Shape annotation entries
● ● ● ● ●

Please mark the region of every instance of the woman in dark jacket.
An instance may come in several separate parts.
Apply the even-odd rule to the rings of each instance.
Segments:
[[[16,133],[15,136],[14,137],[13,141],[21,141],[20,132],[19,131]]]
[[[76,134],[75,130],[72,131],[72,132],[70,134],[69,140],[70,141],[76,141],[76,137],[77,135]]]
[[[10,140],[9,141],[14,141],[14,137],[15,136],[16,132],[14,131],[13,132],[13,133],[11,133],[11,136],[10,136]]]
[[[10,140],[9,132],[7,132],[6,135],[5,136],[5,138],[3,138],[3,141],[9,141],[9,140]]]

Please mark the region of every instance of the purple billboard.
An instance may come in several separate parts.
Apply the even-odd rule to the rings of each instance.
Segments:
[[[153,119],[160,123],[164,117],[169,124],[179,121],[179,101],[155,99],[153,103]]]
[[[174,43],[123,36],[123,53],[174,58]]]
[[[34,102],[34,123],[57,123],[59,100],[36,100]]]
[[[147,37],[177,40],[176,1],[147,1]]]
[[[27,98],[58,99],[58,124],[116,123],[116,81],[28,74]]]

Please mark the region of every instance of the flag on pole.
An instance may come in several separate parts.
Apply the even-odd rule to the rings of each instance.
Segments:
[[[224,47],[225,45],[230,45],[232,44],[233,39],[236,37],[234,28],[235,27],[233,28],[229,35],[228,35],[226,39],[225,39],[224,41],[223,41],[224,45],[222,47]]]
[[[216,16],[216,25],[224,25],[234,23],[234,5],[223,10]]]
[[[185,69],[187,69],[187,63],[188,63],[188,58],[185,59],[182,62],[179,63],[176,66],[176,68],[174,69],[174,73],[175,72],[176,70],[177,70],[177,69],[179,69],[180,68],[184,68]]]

● ● ● ● ●

Set task: Convert the lines above into a two-column CSV headed instruction and polygons, with one row for each blank-line-separated group. Put the wording before the coordinates in instruction and the coordinate arrays in polygons, quoting each field and replacing line breaks with spaces.

Answer for this exercise:
instruction,polygons
"Please mark the region of every instance of the woman in dark jacket. An instance may come in several separate parts. Apply the even-odd rule to the rings of each instance. Segments:","[[[16,133],[15,136],[14,137],[13,141],[21,141],[20,132],[19,131]]] [[[76,134],[75,130],[72,131],[72,132],[70,134],[69,140],[70,141],[76,141],[76,137],[77,135]]] [[[10,140],[9,141],[14,141],[14,137],[15,136],[16,132],[14,131],[13,132],[13,133],[11,133],[11,136],[10,136]]] [[[10,140],[9,132],[7,132],[6,135],[5,136],[5,138],[3,138],[3,141],[9,141],[9,140]]]"
"Please mark the region of every instance of the purple billboard. An instance may come in several separate parts. Apply the even-odd rule to the rings of each instance. Segments:","[[[153,119],[160,123],[164,117],[169,124],[179,121],[179,101],[155,99],[153,103]]] [[[174,43],[123,36],[123,53],[174,58]]] [[[34,102],[34,123],[57,123],[59,100],[36,100]]] [[[147,37],[177,40],[176,1],[147,1]]] [[[27,98],[58,99],[58,124],[116,123],[116,81],[28,74]]]"
"Please mark the region of every instance of the flag on pole. An instance may come in several separate parts. Apply the even-odd rule to the rings of each instance. Segments:","[[[224,47],[225,45],[230,45],[232,44],[233,39],[236,37],[234,28],[235,27],[233,28],[229,35],[228,35],[226,39],[225,39],[224,41],[223,41],[224,45],[222,47]]] [[[216,16],[216,25],[224,25],[234,23],[234,5],[223,10]]] [[[185,69],[187,69],[187,63],[188,63],[188,58],[185,59],[182,62],[179,63],[176,66],[176,68],[174,69],[174,73],[175,72],[176,70],[177,70],[177,69],[179,69],[180,68],[184,68]]]"